### Your task
Make an exact copy of all the records.

-------- Supplied data --------

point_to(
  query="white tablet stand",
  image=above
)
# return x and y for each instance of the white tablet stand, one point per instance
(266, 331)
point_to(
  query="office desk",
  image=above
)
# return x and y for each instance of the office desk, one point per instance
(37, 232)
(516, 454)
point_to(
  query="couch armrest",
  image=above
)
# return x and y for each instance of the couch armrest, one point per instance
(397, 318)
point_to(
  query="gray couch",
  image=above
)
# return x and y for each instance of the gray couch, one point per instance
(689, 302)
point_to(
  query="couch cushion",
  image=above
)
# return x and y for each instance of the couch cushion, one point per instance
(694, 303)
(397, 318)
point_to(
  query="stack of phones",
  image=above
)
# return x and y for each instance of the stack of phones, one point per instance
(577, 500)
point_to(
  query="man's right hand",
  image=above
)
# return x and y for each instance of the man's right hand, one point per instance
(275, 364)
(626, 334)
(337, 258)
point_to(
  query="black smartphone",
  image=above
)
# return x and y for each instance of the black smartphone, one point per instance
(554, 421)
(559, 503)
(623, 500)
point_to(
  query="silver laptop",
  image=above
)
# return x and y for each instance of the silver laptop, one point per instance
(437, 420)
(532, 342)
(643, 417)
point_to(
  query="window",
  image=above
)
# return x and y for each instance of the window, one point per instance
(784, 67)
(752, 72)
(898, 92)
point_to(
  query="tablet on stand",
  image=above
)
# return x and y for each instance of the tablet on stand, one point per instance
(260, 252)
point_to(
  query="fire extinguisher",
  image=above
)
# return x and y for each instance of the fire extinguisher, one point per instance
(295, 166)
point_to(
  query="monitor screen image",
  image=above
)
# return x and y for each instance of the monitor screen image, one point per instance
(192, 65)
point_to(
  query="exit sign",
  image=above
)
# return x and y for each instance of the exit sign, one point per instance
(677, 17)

--------

### Task response
point_to(
  query="white tablet stand",
  image=above
)
# return x and y for each instance of the white tablet stand, one point per instance
(266, 331)
point_to(
  query="office desk",
  image=above
)
# return x and y for each instance of the office desk, one point per instance
(37, 232)
(516, 454)
point_to(
  query="couch armrest",
  image=above
)
# return x and y for each instance of the couch armrest, one point per instance
(397, 318)
point_to(
  query="gray couch",
  image=above
)
# return x and y for each instance of the gray couch, one point per instance
(689, 302)
point_to(
  query="couch cushion",
  image=above
)
# return x and y for each instance of the couch cushion, one point per instance
(694, 303)
(397, 318)
point_to(
  query="stack of phones",
  image=above
)
# return x and y for each instance of the stack of phones, one point per instance
(577, 500)
point_to(
  query="man's right hand",
  image=above
)
# return x and y for each instance of the man's right hand, one point per instance
(275, 364)
(626, 334)
(337, 258)
point_to(
  query="black smartphone",
  image=above
)
# return x and y for each instance of the black smartphone, one point per instance
(554, 421)
(559, 503)
(623, 500)
point_to(
  query="silver laptop",
  image=above
)
# return x and y for each instance of the silver laptop, one point per instance
(437, 420)
(532, 342)
(643, 417)
point_to(
  query="window",
  image=above
)
# return x and y for each instance of the window, one point per instance
(784, 67)
(752, 72)
(898, 92)
point_to(
  query="tablet on stand",
  image=above
)
# return x and y for each instance of the tablet on stand, one point per instance
(260, 252)
point_to(
  query="fire extinguisher",
  image=above
)
# return x and y for each instance of the fire extinguisher, one point per instance
(295, 166)
point_to(
  query="monitor screen image",
  image=above
)
# return x and y for each instance of the monitor screen image, one point per instance
(192, 65)
point_to(
  query="exit sign",
  image=above
)
# return x and y for each instance of the exit sign, one point per instance
(677, 17)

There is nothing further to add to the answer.